EXERCISE PASSAGE:
/---

The people making the management decisions at big pharma did none of those things. They are all lawyers and accountants. Scientists are just useful drones.
And? Even supposing that that’s true, you’re saying that lawyers and accountants are particularly looking forward to forcing people to destroy their lives?
Well, over here ads for prescription drugs are banned (ads for homeopathy and such aren’t, so if you see an add for a specific “drug”, you can be sure it’s crap).
However, from time to time, an ad runs describing a medical condition and pointing at its seriousness (last I saw was a campaign for a serious eye condition describing its early symptoms), ending with something along the line “consult your doctor”. You can be pretty it means that some new drug entered the market and that the producer hopes you’ll be prescribed this drug (which isn’t named in the commercial).
This does may attract the attention of people who are indeed sick but didn’t really paid attention to the symptoms, and I don’t have much of an issue with that.
Otherwise, I think I wouldn’t mind ads for drugs on TV, providing that a complete list of the possible side effects appears in the ad, read slowly enough so that everybody can clearly understand
If you depend on TV, you’d only get information from those companies who chose to advertise on the programs you watch. By that criteria, Enzyte was the number one drug in America. Sponsored links appear in the context of other links, and so I’m fine with them.
Going to your doctor armed with the results of research is a good thing. Going to your doctor armed only with what you saw on TV is not necessarily a good thing.
There have been many, many stories in the Times about the lack of innovation in Big Pharma. I used to live in Central Jersey, right around a lot of research centers, and knew quite a few scientists who worked there, and my wife worked in a small way on a blockbuster drug, Tagamet. I don’t do drug research but I do other kinds of research, and despite my low opinion of these guys I doubt they are stupid enough to be going for a few home runs. There is a problem about researching drugs with an inherently small (though important) market. But why would anyone fund a start-up to work on small drugs without a lot of profit potential?
We have PSAs which do that now, sometimes, and if drug companies wanted to run these to flush out people with a condition who might not know it, I’d be right behind them. They can even put their name and logo on the ad to build up good will.
Especially in the US with our poor health insurance we might want to encourage people to go to the doctor before something horrendous happens.
But…but…if you outlaw advertising, I won’t see any more of those ads with the CGI Pipe People enthusing about their bladders, or falling-apart houses and double bathtubs for the erectile dysfunction people.

\---

EXCERPTED DATA:
/---

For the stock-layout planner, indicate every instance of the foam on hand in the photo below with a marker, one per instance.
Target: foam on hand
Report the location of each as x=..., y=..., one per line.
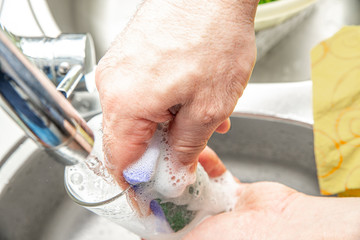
x=178, y=199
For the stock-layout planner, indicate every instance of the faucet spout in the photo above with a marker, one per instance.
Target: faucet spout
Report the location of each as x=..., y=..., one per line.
x=30, y=98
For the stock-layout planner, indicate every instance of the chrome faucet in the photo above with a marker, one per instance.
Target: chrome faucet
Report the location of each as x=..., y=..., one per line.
x=31, y=99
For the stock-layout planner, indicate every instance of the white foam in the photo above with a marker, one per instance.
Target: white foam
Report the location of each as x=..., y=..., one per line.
x=169, y=181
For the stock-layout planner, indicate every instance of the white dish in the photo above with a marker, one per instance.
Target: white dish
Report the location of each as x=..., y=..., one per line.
x=274, y=13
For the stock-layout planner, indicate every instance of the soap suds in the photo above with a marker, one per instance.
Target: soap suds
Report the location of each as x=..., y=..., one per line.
x=155, y=176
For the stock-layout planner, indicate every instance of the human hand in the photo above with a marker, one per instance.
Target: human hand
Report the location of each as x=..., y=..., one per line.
x=268, y=210
x=186, y=62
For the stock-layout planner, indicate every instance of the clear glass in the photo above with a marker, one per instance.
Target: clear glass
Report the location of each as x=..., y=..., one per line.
x=141, y=208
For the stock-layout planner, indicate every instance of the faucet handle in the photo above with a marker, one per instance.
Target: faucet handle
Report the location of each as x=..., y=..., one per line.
x=44, y=114
x=56, y=56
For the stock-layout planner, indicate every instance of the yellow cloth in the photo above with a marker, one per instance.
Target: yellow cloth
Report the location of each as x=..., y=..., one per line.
x=336, y=105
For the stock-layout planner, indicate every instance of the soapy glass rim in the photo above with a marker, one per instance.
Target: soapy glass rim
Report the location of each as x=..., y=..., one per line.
x=71, y=194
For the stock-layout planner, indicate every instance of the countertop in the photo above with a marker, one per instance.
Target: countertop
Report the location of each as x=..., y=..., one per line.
x=289, y=59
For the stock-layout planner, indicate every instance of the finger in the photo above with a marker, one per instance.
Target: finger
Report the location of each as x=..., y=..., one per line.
x=190, y=130
x=211, y=163
x=224, y=127
x=125, y=141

\---

EXERCISE INSTRUCTIONS:
Update the drug-advertising discussion, giving everything from "Especially in the" down to "erectile dysfunction people." with "health insurance" changed to "health coverage". The records have nothing to do with this.

RESPONSE BELOW:
Especially in the US with our poor health coverage we might want to encourage people to go to the doctor before something horrendous happens.
But…but…if you outlaw advertising, I won’t see any more of those ads with the CGI Pipe People enthusing about their bladders, or falling-apart houses and double bathtubs for the erectile dysfunction people.